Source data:
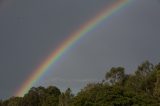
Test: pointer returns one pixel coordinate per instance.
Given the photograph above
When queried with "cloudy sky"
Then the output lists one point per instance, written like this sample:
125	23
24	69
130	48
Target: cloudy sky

Set task: Copy the data above word for word, leaving out the pictures.

Answer in full:
Test: pointer returns one pixel coordinate per instance.
Given the photograph above
When queried with "cloudy sky"
Then the output lists one point per instance, written like this sample:
125	23
24	69
130	48
Target: cloudy sky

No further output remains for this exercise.